Es widerspricht auch meinem persönlichen Gefühl von Fairneß einem 60-Tage-im-Amt-Obama jetzt alle Fehler der Vergangenheit zuzurechnen und ihm nicht einmal den Hauch einer Möglichkeit zuzubilligen seine ausgleichenden Ideen in Nutzen für Menschen - egal wo auf der Welt - umzusetzen.
Sogar Mörder erhalten in unserem Rechtssystem nach 26 Jahren eine Chance zur Eingliederung. Das wollen wir doch bestimmt einem demokratisch gewählten Präsidenten nicht versagen ..?!
Unter dem Titel "Alternative Meinungen" habe ich einige Gedanken zum Artikel zusammengefaßt die wegen ihres Umfangs den Rahmen hier sprengen würden - ich bin völlig gegeteiliger Meinung, Herr La Puente, dies aber ohne jeden Groll, denn freier Meinungsaustausch ist zur eigenen Standortbestimmung unabdingbar ....
5. April 2009 02:01
Margitta hat gesagt...
@ wvs,
ich habe Ihre "Alternative Meinung" aufmerksam gelesen und dabei kam mir die Idee, Ihnen das Buch "Ulrike Meinhof" von Jutta Ditfurth zu empfehlen.

● Einträge zur Annotation mit Begrenzungsrahmen
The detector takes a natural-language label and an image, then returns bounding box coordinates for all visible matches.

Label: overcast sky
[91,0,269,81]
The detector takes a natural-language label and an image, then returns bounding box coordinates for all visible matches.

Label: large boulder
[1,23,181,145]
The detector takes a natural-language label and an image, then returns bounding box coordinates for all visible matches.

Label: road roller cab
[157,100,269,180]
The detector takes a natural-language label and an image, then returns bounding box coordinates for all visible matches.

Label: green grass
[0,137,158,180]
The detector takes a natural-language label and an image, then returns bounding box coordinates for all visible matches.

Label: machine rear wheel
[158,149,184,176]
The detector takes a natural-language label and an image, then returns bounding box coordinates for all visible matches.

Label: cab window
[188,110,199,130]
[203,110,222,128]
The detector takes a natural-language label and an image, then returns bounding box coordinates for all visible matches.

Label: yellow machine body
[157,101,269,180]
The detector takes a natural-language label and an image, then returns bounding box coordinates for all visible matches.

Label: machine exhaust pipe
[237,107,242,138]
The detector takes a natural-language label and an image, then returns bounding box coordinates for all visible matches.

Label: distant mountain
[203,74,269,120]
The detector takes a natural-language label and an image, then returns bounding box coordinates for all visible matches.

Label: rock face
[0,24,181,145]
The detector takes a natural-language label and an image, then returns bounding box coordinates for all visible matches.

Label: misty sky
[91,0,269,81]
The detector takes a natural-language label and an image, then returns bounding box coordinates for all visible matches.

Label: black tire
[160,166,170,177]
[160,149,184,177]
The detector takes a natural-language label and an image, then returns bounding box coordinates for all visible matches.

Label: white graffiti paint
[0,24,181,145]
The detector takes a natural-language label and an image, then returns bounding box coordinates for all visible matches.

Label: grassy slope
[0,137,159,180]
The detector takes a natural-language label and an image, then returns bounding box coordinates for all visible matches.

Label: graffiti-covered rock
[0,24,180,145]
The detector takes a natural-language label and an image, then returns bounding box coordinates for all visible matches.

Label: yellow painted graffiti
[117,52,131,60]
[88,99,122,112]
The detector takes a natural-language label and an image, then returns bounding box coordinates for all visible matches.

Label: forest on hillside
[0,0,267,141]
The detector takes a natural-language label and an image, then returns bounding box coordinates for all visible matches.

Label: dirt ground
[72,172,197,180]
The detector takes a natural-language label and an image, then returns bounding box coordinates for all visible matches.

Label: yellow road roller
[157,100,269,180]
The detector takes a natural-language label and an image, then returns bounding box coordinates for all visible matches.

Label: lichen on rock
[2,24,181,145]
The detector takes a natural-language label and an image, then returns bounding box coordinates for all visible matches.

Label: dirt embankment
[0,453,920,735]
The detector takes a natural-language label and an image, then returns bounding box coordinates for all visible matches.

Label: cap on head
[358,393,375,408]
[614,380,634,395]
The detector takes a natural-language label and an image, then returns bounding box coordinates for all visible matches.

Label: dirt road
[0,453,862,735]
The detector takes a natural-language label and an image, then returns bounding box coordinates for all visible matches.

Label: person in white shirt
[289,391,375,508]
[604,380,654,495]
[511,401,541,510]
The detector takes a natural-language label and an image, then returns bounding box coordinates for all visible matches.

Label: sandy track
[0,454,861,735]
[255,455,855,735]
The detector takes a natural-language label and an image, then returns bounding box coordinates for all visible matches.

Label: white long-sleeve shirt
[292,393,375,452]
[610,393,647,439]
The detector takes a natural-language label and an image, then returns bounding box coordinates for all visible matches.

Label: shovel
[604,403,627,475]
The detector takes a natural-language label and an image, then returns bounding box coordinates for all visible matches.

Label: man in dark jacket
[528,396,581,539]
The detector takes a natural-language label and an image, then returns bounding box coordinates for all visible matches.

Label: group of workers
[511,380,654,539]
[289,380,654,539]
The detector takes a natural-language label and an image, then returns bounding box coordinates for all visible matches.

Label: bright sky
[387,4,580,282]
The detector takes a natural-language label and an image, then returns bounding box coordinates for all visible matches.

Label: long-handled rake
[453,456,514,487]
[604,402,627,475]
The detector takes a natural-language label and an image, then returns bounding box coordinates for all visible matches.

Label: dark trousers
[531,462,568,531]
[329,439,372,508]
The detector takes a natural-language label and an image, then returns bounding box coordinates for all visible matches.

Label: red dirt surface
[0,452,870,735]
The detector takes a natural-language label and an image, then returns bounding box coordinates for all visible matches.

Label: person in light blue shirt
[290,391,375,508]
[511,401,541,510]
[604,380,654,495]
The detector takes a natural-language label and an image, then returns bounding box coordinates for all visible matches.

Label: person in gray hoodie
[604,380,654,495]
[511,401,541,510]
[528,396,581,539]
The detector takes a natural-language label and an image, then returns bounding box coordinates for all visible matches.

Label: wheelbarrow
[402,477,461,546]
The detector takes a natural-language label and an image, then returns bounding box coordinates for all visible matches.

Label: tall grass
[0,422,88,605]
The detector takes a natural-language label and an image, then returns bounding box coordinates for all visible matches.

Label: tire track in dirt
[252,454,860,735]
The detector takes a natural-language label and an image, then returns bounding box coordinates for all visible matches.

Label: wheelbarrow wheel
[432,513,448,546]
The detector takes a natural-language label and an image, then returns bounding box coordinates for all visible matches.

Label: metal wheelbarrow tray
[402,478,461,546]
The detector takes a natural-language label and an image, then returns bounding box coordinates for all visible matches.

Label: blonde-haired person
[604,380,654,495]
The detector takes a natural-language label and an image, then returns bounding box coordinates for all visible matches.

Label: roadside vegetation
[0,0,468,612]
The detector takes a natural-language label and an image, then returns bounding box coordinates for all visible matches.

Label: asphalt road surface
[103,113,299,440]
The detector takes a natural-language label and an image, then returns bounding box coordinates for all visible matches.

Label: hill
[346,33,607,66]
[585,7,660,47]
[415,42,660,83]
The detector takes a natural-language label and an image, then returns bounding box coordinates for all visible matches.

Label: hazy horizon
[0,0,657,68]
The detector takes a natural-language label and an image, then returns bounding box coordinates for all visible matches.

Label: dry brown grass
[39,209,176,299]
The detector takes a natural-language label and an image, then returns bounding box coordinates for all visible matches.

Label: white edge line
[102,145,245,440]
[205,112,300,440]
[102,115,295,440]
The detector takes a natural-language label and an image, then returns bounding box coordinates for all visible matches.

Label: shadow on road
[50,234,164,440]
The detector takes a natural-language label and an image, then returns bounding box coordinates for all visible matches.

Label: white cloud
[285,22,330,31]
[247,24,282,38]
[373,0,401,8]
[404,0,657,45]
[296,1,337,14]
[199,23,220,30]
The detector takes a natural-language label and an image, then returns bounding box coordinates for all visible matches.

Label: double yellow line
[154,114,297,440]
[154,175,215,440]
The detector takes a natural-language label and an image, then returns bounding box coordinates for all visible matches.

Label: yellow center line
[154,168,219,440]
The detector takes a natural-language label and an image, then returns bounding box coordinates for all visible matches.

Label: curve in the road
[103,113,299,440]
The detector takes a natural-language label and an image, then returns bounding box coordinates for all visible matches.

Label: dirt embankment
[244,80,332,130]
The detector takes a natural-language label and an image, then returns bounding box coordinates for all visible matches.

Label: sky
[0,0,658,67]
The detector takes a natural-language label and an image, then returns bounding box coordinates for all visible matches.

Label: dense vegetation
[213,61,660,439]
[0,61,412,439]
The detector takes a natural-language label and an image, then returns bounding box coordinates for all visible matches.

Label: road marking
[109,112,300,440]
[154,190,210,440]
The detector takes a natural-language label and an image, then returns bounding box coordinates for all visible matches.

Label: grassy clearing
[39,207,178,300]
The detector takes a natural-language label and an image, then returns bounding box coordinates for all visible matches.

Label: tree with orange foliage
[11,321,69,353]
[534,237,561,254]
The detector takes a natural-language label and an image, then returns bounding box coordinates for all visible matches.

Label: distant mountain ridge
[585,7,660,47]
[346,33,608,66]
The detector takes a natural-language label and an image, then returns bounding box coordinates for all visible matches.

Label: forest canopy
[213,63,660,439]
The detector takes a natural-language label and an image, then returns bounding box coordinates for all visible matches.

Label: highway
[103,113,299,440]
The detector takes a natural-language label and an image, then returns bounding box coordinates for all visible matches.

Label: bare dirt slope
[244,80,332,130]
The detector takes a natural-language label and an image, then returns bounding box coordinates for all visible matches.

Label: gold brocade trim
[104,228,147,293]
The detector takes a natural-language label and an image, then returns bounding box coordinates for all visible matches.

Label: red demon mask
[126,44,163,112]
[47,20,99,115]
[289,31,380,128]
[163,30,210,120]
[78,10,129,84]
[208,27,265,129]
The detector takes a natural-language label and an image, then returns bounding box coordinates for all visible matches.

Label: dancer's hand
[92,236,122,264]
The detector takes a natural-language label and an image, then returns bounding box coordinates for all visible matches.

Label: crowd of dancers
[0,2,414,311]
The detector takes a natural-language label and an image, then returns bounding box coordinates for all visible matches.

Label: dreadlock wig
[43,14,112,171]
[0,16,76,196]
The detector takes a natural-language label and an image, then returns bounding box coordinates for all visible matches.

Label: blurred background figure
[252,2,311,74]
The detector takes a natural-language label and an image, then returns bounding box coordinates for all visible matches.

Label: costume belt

● AUFGABEN
(1) Überführe die Zeilen der Daten zur Bearbeitung ab ihrem Beginn bis einschließlich der Zeile mit "[1,23,181,145]" in eine JSON-Liste von Zeichenketten. Jede Zeile wird dabei zu einer Zeichenkette, und Leerzeilen entfallen.
(2) Schreibe den Textauszug über Obama nach seinem letzten Satz weiter.

● LÖSUNGEN
(1)
[
  "The detector takes a natural-language label and an image, then returns bounding box coordinates for all visible matches.",
  "Label: overcast sky",
  "[91,0,269,81]",
  "The detector takes a natural-language label and an image, then returns bounding box coordinates for all visible matches.",
  "Label: large boulder",
  "[1,23,181,145]"
]

(2)
Schade finde ich, dass Sie nur zwei ganz persönliche Einzel-Ansichten, aus dem Kontext gerissen, anführen.
Interessiert hätte mich IHRE Meinung zum Kommentar von pillo.
Pillos Ansicht, unterlegt mit dem von mir geschätzten Noam Chomsky, stimme ich zu.
Ansonsten enthalte ich mich jeglichen Kommentars bezüglich Ihrer Rückschlüsse.
Freundliche Grüße
Margitta Lamers
5. April 2009 14:09
@ Margitta L.
/ bei "ad sinistram" noch in der Warteschleife ....
Sie möchten meine Meinung zum Kommentar von pillo wissen. Das will ich gern 'liefern':
Um die Bevölkerung der U.S.A. zu verstehen muß man eine Weile dort gelebt und gearbeitet haben - habe ich, viele Jahre. Es ist auch so, daß ich nicht in Begeisterung für den 'American way of life' zerfließe und unkritisch alle Strömungen von Zeitgeist die dort initiiert werden befürworte - ganz im Gegenteil! Von Außen zu beurteilen ist nämlich fast unmöglich, da man die zugrundeliegenden Rhythmen die dort das Leben 'gliedern' in jedwede Beurteilung eingehen lasen muß. Es reicht nicht ein paar Tage zum 'shopping' nach NY zu fliegen, ein paar Wochen nach Florida oder Californien oder auf eine Rundreise (mit deutscher Führung!) zu gehen um die sozialen und kulturellen Gegebenheiten zu verstehen ....
Allein die wirtschaftlichen/beruflichen Perspektiven in diesem Land zu erkennen dauert Jahre, wenn nicht Jahrzehnte - daher wundert es mich immer wieder Beurteilungen von Menschen zu lesen die diesen Hintergrund sicher nicht haben.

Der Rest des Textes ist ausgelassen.